Articolo.
---*---

Autore: Simona Maggiorelli
Testata: Left
Data: 23 maggio 2016

Una mattina del 16 maggio 2003, 14 giovani uscirono da una baraccopoli vicino a Casablanca per fare una carneficina, uccidendo 45 persone e ferendone centinaia. «Sono rimasto scioccato, come i miei concittadini. Fino ad allora avevamo pensato di essere immuni dal terrorismo» dice lo scrittore Mahi Binebine a Left. «Ma abbiamo dovuto affrontare l’amara realtà: i giovani responsabili di quella tragedia non venivano da fuori». Da quello choc, molti anni dopo, è nato il romanzo Les étoiles de Sidi Moumen uscito in Francia nel 2010 e che ora, finalmente, arriva nelle librerie italiane con il titolo Il salto, pubblicato da Rizzoli. Romanzo bruciante, febbrile, visionario in cui lo scrittore marocchino immagina la storia di questi ragazzi cercando di capire che cosa li ha portati alla pazzia di quel gesto. Il libro e il film, I cavalli di dio che ne è stato tratto, hanno aperto la discussione sulle radici del terrorismo islamico che continua oggi. «Pagavamo il prezzo dell’analfabetismo, della povertà, dell’ingiustizia che dilaga negli slums come Sidi Noumen alle porte di Casablanca. Come scrittore potevo rimanere inerte? Ovviamente no». La letteratura può cambiare qualcosa? «Ho qualche dubbio ammette lo scrittore -. Ma penso anche che nessun atto contro la barbarie sia mai vano». Mahi Binebine è ospite al Salone del libro che, fino al 16 maggio, dà ampio spazio alle voci del mondo arabo (e sono tantissime nella penisola araba come in Europa) che si oppongono alla deriva autoritaria e fondamentalista. Ospitando autori emergenti (come Laila Slimani, Nel giardino dell’orco, Rizzoli) e nomi noti come il poeta siriano Adonis, lo scrittore marocchino Tahar Ben Jelloun che ha scritto Matrimonio di piacere (La nave di Teseo) contro i matrimoni combinati. E poi libri che fanno discutere come Le scintille dell’inferno di Abdo Khal e 2084 la fine del mondo (Neri Pozza) di Boualem Sansal che immagina un futuro dominato dalla teocrazia islamica. Fuori da scenari alla Michel Houellebecq, Mahi Binebine preferisce indagare la realtà. Lo fa utilizzando un registro letterario alto e una narrazione cinematografica e incalzante.

---*---

Dati forniti.

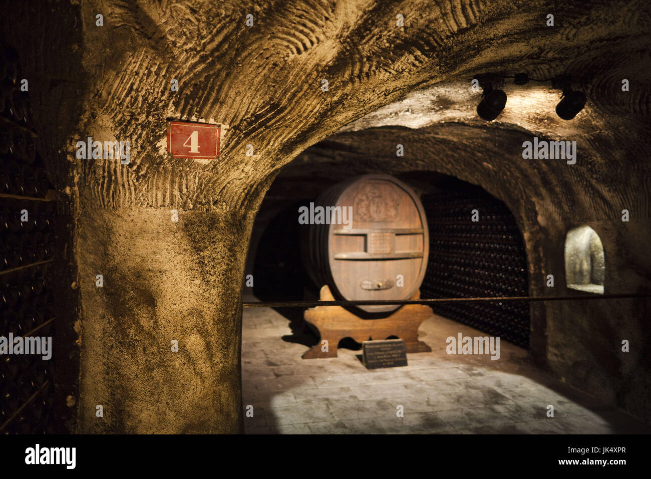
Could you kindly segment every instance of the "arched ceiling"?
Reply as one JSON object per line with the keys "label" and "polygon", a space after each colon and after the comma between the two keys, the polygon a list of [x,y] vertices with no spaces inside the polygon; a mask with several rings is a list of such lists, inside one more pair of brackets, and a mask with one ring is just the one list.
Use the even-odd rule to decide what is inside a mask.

---*---

Consegna. Secondo l'articolo, con quale titolo è arrivato nelle librerie italiane il romanzo Les étoiles de Sidi Moumen, e quale editore lo ha pubblicato?

Risultato corretto. È arrivato con il titolo Il salto, pubblicato da Rizzoli.